▸ **The exercise**
Starting at the row that contains "Task: indicate one point per instance of the tent pole" and ending at the last row below, copy the rows out again, requests included, and shift every coordinate in the answers by adding 78 to it.
**** Stored records
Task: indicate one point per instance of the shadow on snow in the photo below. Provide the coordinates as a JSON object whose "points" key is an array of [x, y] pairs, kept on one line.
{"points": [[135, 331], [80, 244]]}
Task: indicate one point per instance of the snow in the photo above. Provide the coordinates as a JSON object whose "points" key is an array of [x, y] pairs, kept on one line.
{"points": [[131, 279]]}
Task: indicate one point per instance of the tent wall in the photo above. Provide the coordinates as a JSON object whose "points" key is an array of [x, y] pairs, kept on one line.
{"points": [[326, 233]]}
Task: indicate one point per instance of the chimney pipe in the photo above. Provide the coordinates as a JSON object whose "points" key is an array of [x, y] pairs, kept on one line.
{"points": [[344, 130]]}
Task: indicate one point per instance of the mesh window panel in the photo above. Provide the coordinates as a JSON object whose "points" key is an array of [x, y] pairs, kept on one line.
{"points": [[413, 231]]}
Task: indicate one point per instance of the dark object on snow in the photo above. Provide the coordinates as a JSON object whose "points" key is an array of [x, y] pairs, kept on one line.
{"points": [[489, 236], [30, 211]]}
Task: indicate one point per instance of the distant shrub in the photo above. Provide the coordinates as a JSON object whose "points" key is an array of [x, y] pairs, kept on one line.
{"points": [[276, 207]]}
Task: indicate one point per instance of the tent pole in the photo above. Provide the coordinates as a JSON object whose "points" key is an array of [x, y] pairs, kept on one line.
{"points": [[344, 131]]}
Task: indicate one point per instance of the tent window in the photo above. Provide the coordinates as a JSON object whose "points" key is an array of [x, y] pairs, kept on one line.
********
▸ **Response to this exercise**
Task: indicate one point per instance of the tent pole in the photo above. Provide the coordinates as a JSON object whose "points" key is an array of [x, y] pairs, kept on one line.
{"points": [[422, 209]]}
Task: indicate one point per instance of the tent window in the photo above. Provide the coordinates as a JSON object whose "points" key is an array of [x, y] pairs, kept on one line.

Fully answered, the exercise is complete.